▶ **What to produce**
The required output is the line with "Run detection for purple" and each line that follows it to the end of the entries below, copied exactly and with nothing added.

Referring expression grounding data
━━━━━━━━━━━━━━━━━━━━━━━━━━━━━━

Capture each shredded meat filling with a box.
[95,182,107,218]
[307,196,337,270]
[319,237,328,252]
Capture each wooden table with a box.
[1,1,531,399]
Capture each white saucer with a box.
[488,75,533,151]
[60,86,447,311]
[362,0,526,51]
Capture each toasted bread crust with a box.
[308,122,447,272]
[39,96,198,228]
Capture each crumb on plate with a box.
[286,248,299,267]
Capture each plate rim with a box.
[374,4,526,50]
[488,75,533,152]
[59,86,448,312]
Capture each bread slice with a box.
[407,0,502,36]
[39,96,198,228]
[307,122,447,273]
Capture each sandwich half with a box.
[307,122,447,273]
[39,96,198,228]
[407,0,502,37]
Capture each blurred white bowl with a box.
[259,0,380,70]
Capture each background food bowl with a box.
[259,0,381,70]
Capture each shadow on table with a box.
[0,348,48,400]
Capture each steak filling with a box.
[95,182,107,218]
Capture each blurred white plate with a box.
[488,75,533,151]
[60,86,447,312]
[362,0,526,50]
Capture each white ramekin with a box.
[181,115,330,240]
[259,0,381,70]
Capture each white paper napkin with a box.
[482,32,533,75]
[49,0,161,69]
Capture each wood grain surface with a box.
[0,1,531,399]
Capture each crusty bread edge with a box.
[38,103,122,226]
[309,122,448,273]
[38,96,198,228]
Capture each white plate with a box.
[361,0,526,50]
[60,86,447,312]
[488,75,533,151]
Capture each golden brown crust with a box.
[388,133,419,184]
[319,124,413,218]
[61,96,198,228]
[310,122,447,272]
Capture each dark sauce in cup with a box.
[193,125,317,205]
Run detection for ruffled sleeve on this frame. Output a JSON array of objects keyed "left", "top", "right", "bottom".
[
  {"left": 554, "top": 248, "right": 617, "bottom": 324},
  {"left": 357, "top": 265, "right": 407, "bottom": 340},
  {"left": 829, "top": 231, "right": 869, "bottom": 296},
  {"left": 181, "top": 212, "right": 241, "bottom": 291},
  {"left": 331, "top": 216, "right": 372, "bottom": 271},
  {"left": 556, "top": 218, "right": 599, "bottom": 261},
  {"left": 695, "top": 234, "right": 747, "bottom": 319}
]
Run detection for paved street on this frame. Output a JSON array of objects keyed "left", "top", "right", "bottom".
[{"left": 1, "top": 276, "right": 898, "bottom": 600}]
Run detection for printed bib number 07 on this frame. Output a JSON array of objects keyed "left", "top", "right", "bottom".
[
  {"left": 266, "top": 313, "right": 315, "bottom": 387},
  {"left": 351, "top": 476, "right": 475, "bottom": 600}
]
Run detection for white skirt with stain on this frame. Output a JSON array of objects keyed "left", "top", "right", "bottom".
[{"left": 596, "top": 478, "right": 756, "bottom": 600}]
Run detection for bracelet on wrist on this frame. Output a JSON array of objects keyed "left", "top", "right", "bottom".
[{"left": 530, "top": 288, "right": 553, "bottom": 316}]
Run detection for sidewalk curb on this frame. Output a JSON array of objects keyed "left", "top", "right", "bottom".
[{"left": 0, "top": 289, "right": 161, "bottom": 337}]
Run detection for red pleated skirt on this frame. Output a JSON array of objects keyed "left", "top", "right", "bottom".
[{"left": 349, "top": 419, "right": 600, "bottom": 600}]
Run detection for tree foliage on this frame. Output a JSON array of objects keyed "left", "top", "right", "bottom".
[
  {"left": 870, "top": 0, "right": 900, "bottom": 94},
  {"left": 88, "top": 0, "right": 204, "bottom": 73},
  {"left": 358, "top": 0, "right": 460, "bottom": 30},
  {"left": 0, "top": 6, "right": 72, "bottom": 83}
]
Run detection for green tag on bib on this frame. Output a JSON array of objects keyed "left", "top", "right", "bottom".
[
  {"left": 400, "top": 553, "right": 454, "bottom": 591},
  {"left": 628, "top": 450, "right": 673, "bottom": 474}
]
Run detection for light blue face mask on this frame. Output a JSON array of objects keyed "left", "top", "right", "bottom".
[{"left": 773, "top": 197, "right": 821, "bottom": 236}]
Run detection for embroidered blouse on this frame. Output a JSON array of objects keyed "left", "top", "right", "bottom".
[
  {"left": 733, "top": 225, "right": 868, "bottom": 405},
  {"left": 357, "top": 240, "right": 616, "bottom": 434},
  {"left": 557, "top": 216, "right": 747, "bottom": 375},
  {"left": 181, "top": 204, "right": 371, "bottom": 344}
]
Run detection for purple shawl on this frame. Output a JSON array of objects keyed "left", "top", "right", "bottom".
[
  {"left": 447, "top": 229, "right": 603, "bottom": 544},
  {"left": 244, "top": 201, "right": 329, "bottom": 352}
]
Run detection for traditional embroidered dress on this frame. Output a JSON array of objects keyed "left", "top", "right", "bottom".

━━━━━━━━━━━━━━━━━━━━━━━━━━━━━━

▶ **Solution to this task**
Run detection for purple shawl on this frame. Output a JSON array of objects keyed "left", "top", "right", "bottom".
[
  {"left": 447, "top": 229, "right": 603, "bottom": 544},
  {"left": 244, "top": 201, "right": 329, "bottom": 352}
]
Run detection for traditional embroidered dress on this frame. Output a JSON array of objects keyed "left", "top", "right", "bottom".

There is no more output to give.